Given text
-.-.-
The Power Of Turnout: Why I Chose Pasture Boarding

I grew up riding at traditional hunter/jumper show facilities. Not all fancy places, by any means, but farms that had had a lot of love and strict schedules for the show ponies who lived there.

My horses over the years were turned out a few hours a day. Some right after breakfast, usually in big grassy fields, and then brought back into the barn at night. Some were turned out at night with a few buddies and stayed inside under the fans during the day. Some went out in dirt lots. Others were in paddocks by themselves for maybe just a few hours.

Every horse is different, as is every turnout arrangement at a boarding barn.

So when I decided to let my imported, former show horse live a pasture-only lifestyle, it was a big change for both of us.

My Hanoverian mare spent the majority of her life in a stall before I purchased her. She was black, so during show season, she was never turned out during the day for fear of bleaching her coat. She was also a broodmare for many years, so her pasture schedule was always very strict when she had a foal at her side.

Even when she was turned out, it was always alone, for fear of injuries.

I wanted my mare to relax in her late-teen years. We still rode regularly and competed on occasion. But I was convinced that more time outside, moving around, was better for her in the long term than being cooped up in a stall.
-.-.-
Exercise aim
Put this sentence from the pasture boarding text into Spanish: "Even when she was turned out, it was always alone, for fear of injuries."

Supplied information
-.-.-
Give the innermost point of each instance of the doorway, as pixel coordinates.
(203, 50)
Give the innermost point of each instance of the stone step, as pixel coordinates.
-.-.-
Exercise answer
Incluso cuando la sacaban al campo, siempre estaba sola, por miedo a que se lesionara.